■ **Set task A**:
Answer these from the WSU sustainable aviation fuel article:
(i) In which journal was the study published?
(ii) What span of years did the study's analysis cover?
(iii) Which laboratory does Joshua Heyne direct?
■ **Set task B**: List every type of publication that the WSU sustainable aviation fuel article says the study analyzed.
■ **Set task C**: Carry on writing the WSU sustainable aviation fuel article from the point where it stops.

■ **Excerpted text**:
- - - -

Courtesy WSU Tri-CitiesIf you want to do transformative work in sustainable aviation fuel, Washington State University is the place to be, especially at the Richland campus.
A recent study published in the journal Heliyon found WSU is globally the top contributing organization to scientific literature in the field, based on an analysis of articles, papers, editorials and news items published between 2001 to 2023, according to a release.
And Joshua Heyne, director of the Bioproducts, Sciences and Engineering Laboratory (BSEL) at WSU Tri-Cities and co-director of the WSU-PNNL Bioproducts Institute, was found to be the most cited author on sustainable aviation fuel.
Additionally, Heyne is recognized as the most productive author in the field during that time and with the most collaborations with other researchers.
“After reading the abstract for the first time, I was a bit surprised,” Heyne said in the release. “I get up every morning motivated to add value to the field with colleagues, but being highlighted as the most published and cited author was a surprise.”

- - - -

■ **Information supplied**:
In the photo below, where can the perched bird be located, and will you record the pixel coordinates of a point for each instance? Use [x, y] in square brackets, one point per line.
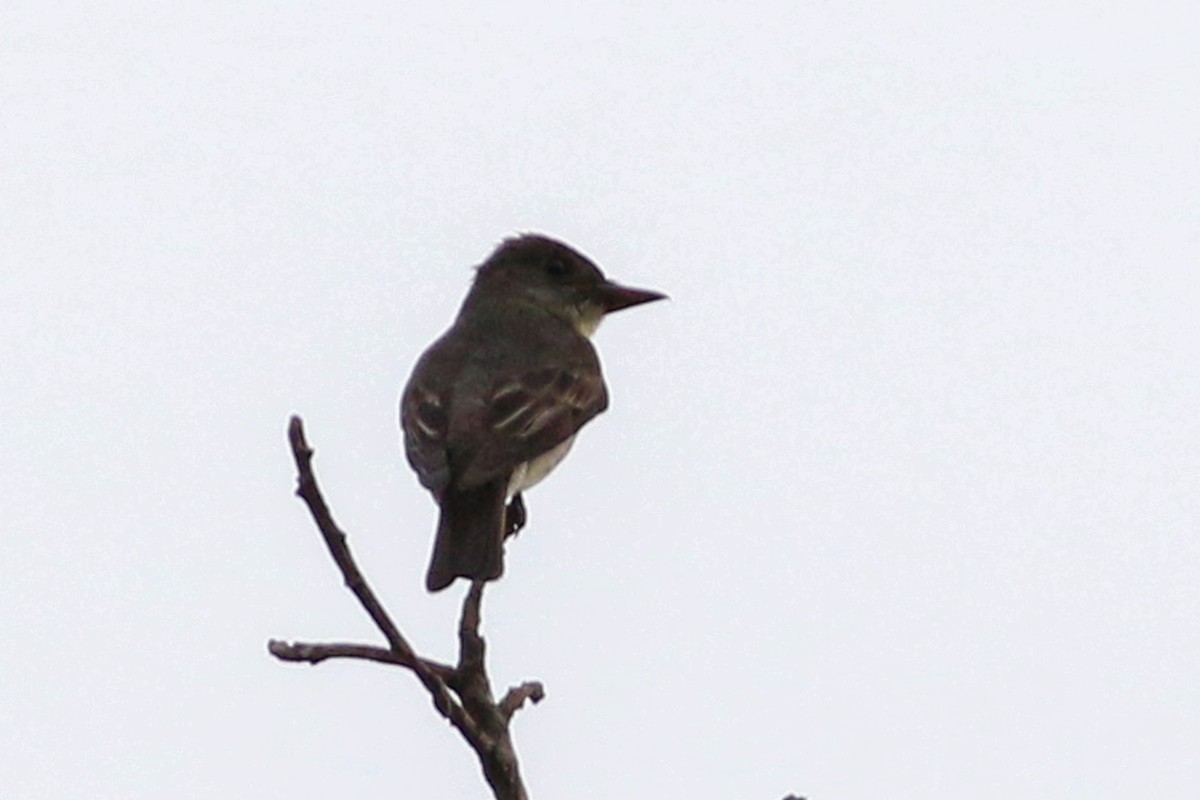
[493, 405]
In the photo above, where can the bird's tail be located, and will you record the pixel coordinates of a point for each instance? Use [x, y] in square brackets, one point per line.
[471, 534]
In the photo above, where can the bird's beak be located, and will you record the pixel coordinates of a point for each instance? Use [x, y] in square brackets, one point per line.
[615, 296]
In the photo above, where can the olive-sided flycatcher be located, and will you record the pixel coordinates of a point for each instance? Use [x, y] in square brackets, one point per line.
[492, 407]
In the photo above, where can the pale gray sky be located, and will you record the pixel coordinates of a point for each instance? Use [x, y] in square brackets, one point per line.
[897, 498]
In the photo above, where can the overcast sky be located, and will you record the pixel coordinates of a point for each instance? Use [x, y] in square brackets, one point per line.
[898, 497]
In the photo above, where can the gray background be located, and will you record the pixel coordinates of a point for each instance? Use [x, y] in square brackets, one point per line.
[897, 498]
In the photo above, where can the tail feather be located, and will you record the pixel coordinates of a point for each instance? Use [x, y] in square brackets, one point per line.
[469, 540]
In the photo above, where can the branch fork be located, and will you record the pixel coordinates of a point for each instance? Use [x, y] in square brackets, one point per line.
[462, 692]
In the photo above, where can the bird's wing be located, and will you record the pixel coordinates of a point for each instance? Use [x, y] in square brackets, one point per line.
[527, 414]
[425, 419]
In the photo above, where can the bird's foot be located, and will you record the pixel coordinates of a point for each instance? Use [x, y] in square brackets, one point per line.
[514, 516]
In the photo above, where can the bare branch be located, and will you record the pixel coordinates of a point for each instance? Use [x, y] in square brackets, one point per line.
[461, 693]
[313, 654]
[516, 697]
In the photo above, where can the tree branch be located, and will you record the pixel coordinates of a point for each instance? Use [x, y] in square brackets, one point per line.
[461, 693]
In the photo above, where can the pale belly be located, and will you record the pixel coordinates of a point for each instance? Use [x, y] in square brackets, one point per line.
[533, 470]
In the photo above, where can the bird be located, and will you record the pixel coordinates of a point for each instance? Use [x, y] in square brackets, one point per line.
[493, 405]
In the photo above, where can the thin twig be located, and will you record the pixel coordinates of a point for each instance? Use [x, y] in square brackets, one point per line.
[473, 713]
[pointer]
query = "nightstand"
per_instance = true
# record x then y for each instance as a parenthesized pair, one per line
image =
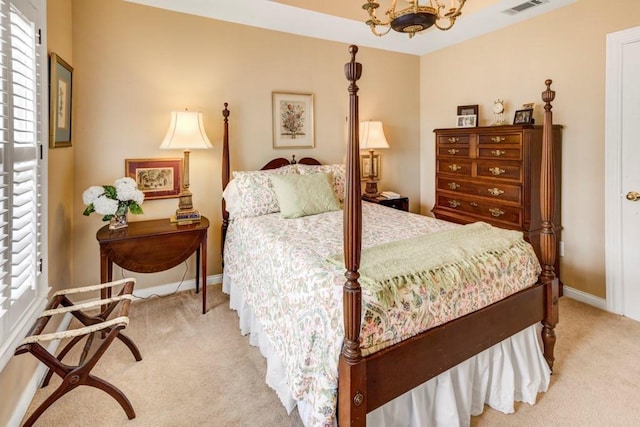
(401, 203)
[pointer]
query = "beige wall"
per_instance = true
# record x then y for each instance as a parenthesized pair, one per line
(15, 377)
(568, 46)
(135, 64)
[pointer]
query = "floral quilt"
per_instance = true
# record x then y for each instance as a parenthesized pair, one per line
(281, 266)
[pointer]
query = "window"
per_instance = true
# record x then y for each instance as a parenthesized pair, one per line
(22, 282)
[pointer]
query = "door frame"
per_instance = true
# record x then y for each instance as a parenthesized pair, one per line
(613, 164)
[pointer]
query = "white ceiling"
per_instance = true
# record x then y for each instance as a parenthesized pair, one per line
(273, 15)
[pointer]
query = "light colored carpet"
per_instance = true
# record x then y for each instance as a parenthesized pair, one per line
(197, 370)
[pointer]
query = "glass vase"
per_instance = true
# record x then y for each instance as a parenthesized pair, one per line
(118, 221)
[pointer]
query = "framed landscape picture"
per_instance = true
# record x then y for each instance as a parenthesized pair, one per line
(292, 120)
(156, 178)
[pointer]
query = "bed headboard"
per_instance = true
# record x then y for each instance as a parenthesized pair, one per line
(226, 171)
(281, 161)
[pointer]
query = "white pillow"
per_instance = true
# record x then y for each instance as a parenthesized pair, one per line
(255, 191)
(231, 196)
(337, 170)
(302, 195)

- - - -

■ **Expected output A**:
(i) Heliyon
(ii) 2001 to 2023
(iii) The Bioproducts, Sciences and Engineering Laboratory (BSEL) at WSU Tri-Cities

■ **Expected output B**: Articles, papers, editorials, news items

■ **Expected output C**:
The study, conducted by four faculty members from two universities in Turkey, analyzed 726 published studies on sustainable aviation identified from the Web of Science database. Three other WSU researchers also were identified as among the most cited authors.
At WSU Tri-Cities, Heyne leads testing and analysis of sustainable aviation fuel at BSEL, a 57,000-square-foot research and teaching laboratory operated in partnership with PNNL.
His most recent review paper, published in Nature Materials last November, was a collaboration with the National Renewable Energy Laboratory and the Massachusetts Institute of Technology. It concluded that lignin has strong potential as a sustainable alternative to fossil-based aviation fuels and advancing lignin valorization could significantly support net-zero goals by enabling large-scale sustainable aviation fuel production from the plant-based material.